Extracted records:
:::::

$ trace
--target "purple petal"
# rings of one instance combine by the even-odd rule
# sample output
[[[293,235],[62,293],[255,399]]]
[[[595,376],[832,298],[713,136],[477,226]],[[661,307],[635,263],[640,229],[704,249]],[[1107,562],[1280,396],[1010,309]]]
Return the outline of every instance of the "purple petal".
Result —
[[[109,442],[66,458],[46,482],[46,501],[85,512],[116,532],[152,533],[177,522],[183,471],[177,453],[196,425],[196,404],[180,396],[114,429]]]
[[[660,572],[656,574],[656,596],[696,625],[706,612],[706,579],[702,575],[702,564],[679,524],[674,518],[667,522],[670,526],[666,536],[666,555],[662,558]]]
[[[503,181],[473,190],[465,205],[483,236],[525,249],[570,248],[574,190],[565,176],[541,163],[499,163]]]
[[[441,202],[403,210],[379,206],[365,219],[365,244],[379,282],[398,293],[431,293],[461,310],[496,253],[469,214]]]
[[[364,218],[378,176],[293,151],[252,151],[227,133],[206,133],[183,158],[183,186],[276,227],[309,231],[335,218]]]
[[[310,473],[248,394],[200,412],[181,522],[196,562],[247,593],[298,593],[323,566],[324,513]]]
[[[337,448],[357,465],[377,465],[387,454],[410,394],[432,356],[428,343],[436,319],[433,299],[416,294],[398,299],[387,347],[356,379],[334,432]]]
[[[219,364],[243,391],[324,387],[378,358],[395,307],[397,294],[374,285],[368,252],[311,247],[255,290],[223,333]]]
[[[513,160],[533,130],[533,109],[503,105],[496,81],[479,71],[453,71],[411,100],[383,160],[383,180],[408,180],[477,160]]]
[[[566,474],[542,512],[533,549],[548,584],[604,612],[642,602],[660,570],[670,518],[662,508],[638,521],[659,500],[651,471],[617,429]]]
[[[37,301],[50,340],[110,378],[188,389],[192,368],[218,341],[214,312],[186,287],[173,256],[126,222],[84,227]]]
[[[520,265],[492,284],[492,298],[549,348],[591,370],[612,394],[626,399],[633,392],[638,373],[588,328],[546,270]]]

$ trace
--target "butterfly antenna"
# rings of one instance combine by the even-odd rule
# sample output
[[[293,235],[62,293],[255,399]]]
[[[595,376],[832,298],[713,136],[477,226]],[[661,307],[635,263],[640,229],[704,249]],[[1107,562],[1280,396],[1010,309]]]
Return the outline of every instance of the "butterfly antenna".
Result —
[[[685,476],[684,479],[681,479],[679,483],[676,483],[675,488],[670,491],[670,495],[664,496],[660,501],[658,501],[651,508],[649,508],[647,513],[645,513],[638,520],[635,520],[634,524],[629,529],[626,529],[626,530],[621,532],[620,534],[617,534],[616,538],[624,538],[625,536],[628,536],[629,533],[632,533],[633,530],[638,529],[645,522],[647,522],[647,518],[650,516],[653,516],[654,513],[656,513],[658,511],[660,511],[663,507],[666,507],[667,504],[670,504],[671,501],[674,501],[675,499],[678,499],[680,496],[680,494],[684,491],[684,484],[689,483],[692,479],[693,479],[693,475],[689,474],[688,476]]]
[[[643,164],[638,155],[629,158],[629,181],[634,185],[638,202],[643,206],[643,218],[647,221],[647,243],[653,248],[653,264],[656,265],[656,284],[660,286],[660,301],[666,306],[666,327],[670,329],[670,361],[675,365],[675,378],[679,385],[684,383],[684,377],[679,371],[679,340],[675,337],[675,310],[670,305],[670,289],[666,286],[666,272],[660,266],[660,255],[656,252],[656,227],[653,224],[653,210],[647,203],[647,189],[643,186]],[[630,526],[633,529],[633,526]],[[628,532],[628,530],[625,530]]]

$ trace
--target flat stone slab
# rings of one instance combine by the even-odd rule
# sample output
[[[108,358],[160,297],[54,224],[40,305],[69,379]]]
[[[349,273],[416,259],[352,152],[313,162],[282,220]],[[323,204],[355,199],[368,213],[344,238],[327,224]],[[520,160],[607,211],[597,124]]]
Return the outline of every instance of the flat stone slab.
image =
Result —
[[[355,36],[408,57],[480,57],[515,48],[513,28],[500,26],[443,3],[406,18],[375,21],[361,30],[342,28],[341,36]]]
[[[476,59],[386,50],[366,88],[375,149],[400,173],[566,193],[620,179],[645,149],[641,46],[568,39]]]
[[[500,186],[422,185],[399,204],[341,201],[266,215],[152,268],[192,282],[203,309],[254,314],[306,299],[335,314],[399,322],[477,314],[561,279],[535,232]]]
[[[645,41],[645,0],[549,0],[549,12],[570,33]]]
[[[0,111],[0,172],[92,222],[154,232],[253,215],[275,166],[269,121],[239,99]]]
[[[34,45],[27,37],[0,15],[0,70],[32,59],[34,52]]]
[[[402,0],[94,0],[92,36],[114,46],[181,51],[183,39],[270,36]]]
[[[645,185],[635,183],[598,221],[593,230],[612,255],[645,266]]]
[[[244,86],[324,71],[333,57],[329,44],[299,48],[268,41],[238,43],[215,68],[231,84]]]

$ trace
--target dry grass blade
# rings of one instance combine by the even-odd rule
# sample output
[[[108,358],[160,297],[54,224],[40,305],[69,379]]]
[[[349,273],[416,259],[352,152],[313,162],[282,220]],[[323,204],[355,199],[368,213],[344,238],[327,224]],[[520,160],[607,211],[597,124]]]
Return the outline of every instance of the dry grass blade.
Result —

:::::

■ WRITTEN EXERCISE
The records above need to be transcribed in full. Keep every character unchanged.

■ FINAL RESULT
$ trace
--target "purple petal"
# rings of one instance combine by the even-odd rule
# sample output
[[[293,235],[62,293],[255,399]]]
[[[595,376],[832,298],[713,136],[477,226]],[[661,307],[635,263],[640,229],[704,249]],[[1107,562],[1280,396],[1010,309]]]
Return the outline of every instance of the "purple petal".
Result —
[[[109,442],[66,458],[46,482],[46,501],[85,512],[116,532],[152,533],[177,522],[183,471],[177,453],[196,425],[196,404],[180,396],[114,429]]]
[[[660,572],[656,574],[656,596],[696,625],[706,612],[706,579],[702,575],[702,564],[679,524],[674,518],[667,522],[670,526],[666,536],[666,555],[662,558]]]
[[[503,181],[473,190],[465,205],[483,236],[525,249],[570,248],[574,190],[565,176],[541,163],[499,163]]]
[[[441,202],[403,210],[379,206],[365,219],[365,244],[379,282],[398,293],[431,293],[461,310],[496,253],[469,214]]]
[[[364,218],[378,176],[293,151],[252,151],[227,133],[206,133],[183,158],[183,186],[276,227],[309,231],[335,218]]]
[[[310,473],[248,394],[200,412],[181,522],[196,562],[247,593],[298,593],[323,566],[324,513]]]
[[[337,448],[357,465],[377,465],[387,454],[410,394],[432,356],[428,343],[436,319],[433,299],[416,294],[398,299],[387,347],[356,379],[334,432]]]
[[[219,364],[243,391],[324,387],[378,358],[395,307],[397,294],[374,285],[368,252],[311,247],[255,290],[223,333]]]
[[[513,160],[533,130],[533,109],[503,105],[496,81],[479,71],[453,71],[411,100],[383,160],[383,180],[408,180],[477,160]]]
[[[566,474],[542,512],[533,549],[548,584],[604,612],[642,602],[660,570],[670,518],[662,508],[638,521],[659,500],[651,471],[617,429]]]
[[[37,301],[50,340],[110,378],[188,389],[192,368],[218,341],[214,312],[186,287],[173,256],[126,222],[84,227]]]
[[[520,265],[492,284],[492,298],[549,348],[591,370],[612,394],[626,399],[633,392],[638,373],[588,328],[546,270]]]

$ trace
--target "butterfly antenna"
# rings of one instance combine by the even-odd rule
# sample output
[[[293,235],[62,293],[255,399]]]
[[[595,376],[832,298],[713,136],[477,226]],[[661,307],[635,263],[640,229],[704,249]],[[1107,562],[1280,396],[1010,309]]]
Return the outline of every instance of the "butterfly antenna".
Result —
[[[685,476],[684,479],[681,479],[679,483],[676,483],[675,488],[670,491],[670,495],[664,496],[660,501],[658,501],[651,508],[649,508],[647,513],[645,513],[638,520],[635,520],[634,524],[629,529],[626,529],[626,530],[621,532],[620,534],[617,534],[616,538],[624,538],[625,536],[628,536],[629,533],[632,533],[633,530],[638,529],[645,522],[647,522],[647,518],[650,516],[653,516],[654,513],[656,513],[658,511],[660,511],[663,507],[666,507],[667,504],[670,504],[671,501],[674,501],[675,499],[678,499],[680,496],[680,494],[684,491],[684,484],[689,483],[692,479],[693,479],[693,475],[689,474],[688,476]]]
[[[643,164],[638,155],[629,158],[629,181],[634,185],[638,202],[643,206],[643,218],[647,221],[647,243],[653,248],[653,264],[656,265],[656,284],[660,286],[660,301],[666,306],[666,327],[670,329],[670,361],[675,365],[675,378],[679,385],[684,383],[684,377],[679,371],[679,340],[675,337],[675,310],[670,305],[670,289],[666,286],[666,272],[660,266],[660,255],[656,252],[656,227],[653,224],[653,210],[647,203],[647,189],[643,186]],[[630,526],[633,529],[633,526]],[[628,532],[628,530],[625,530]]]

$ trace
--target flat stone slab
# rings of one instance combine by the even-odd rule
# sample output
[[[108,358],[160,297],[54,224],[40,305],[69,379]]]
[[[349,273],[416,259],[352,152],[313,162],[282,220]],[[323,204],[355,199],[368,213],[344,238],[327,224]],[[520,160],[607,211],[597,124]]]
Return the outline of every instance of the flat stone slab.
image =
Result —
[[[355,36],[408,57],[480,57],[515,48],[513,28],[500,26],[443,3],[406,18],[375,21],[361,30],[342,28],[341,36]]]
[[[476,59],[386,50],[366,88],[375,149],[400,173],[566,193],[620,179],[645,149],[641,46],[568,39]]]
[[[500,186],[422,185],[399,204],[341,201],[266,215],[152,268],[192,282],[203,309],[254,314],[306,299],[335,314],[399,322],[477,314],[561,279],[535,232]]]
[[[645,41],[645,0],[549,0],[549,12],[570,33]]]
[[[0,111],[0,172],[92,222],[154,232],[253,215],[275,166],[269,121],[239,99]]]
[[[34,45],[27,37],[0,15],[0,70],[32,59],[34,52]]]
[[[402,0],[94,0],[92,36],[114,46],[181,51],[183,39],[270,36]]]
[[[645,185],[635,183],[598,221],[593,230],[612,255],[645,266]]]
[[[244,86],[324,71],[333,57],[329,44],[299,48],[268,41],[238,43],[215,68],[231,84]]]

$ trace
--target dry grass blade
# rings of one instance combine by the even-odd rule
# sample output
[[[108,358],[160,297],[54,224],[40,305],[69,379]]]
[[[349,273],[416,259],[352,152],[313,162],[282,220]],[[323,204],[355,199],[368,213],[344,238],[327,224]],[[520,160],[607,211],[597,124]]]
Return the outline of every instance of the dry grass blade.
Result —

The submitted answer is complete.